But a quick Google shows lots of Chinese copies available. So I could not say for sure, I'm no expert.

How much did you pay and where did you buy it from?

Cheers Martin


----------



## WRENCH (Jun 20, 2016)

Everything on the box looks OK. The cheap copies I've seen have an effective looking flocked plastic moulding to retain the watch in place, which distorts easily if you poke it with your finger. :thumbsup:


----------



## JoT (Aug 12, 2003)

Looks like an original to me


----------



## Cyclops930 (Oct 20, 2017)

Looks OK to me but even a real Rolex box looks cheap compared to a lot of other makes.


----------



## IBM (Sep 25, 2018)

I have genuine Rolex boxes and one possibly not genuine Rolex box. Yours look more like my possibly not genuine box. The inside looks a cheaper material than genuine. Just an educated guess.

Like somebody mentioned above, don't think having a genuine box is really that important. Unless it's a very rare rolex


----------



## Nigelp (Jan 28, 2015)

with some of the high end fakes (if that isn't an oxymoron) coming out of china these days...boxes and watches, i'd never commit myself from a photo. Its impossible to be sure.


----------



## Chromejob (Jul 28, 2006)

Should've sent the box for servicing, too.

I'm taking short odds that the OP isn't back to even thank for the responses.


----------



## Roger the Dodger (Oct 5, 2009)

Looks OK to me, too.


----------



## Chris 810 (Nov 18, 2018)

Looks ok to me but difficult to tell all i can say is if you can pick it up with one hand its not a longines legend diver box, which is the size of a small terrace house.


----------



## vinn (Jun 14, 2015)

rolex is famous for fakes, for years ! omegas get less atention and may be a better design. a few years ago, I met a dealer selling admitted fake watches for $80. , they all were well made, and several rolex models1 no omegas! i bought a bretling. vin


----------



## Chromejob (Jul 28, 2006)

Chromejob said:


> I'm taking short odds that the OP isn't back to even thank for the responses.


 See? OP never even came back to look. Last active: October 26. :mad0218:


----------

> **SOURCE MATERIAL**
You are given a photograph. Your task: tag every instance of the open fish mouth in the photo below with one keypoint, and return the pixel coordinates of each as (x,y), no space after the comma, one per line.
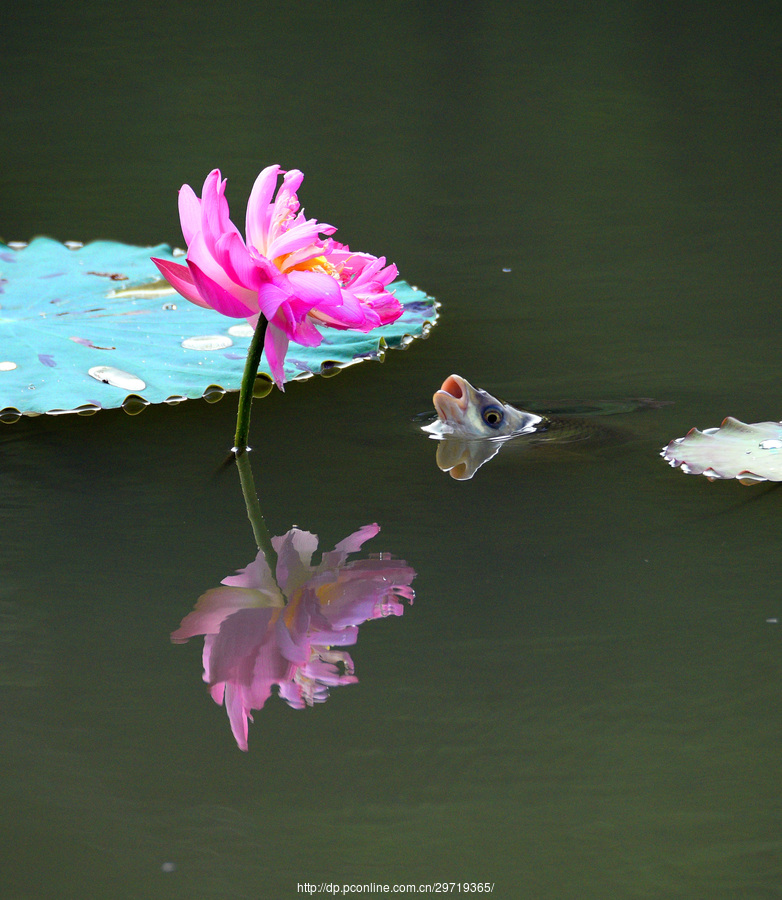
(451,401)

> **JOB A**
Write out the Rolex box thread between "## Nigelp (Jan" and "to be sure.", inclusive.
> **JOB B**
In the Rolex box thread, what does Chris 810 say a Longines Legend Diver box is the size of?

> **COMPLETE ANSWER A**
## Nigelp (Jan 28, 2015)

with some of the high end fakes (if that isn't an oxymoron) coming out of china these days...boxes and watches, i'd never commit myself from a photo. Its impossible to be sure.

> **COMPLETE ANSWER B**
A small terrace house.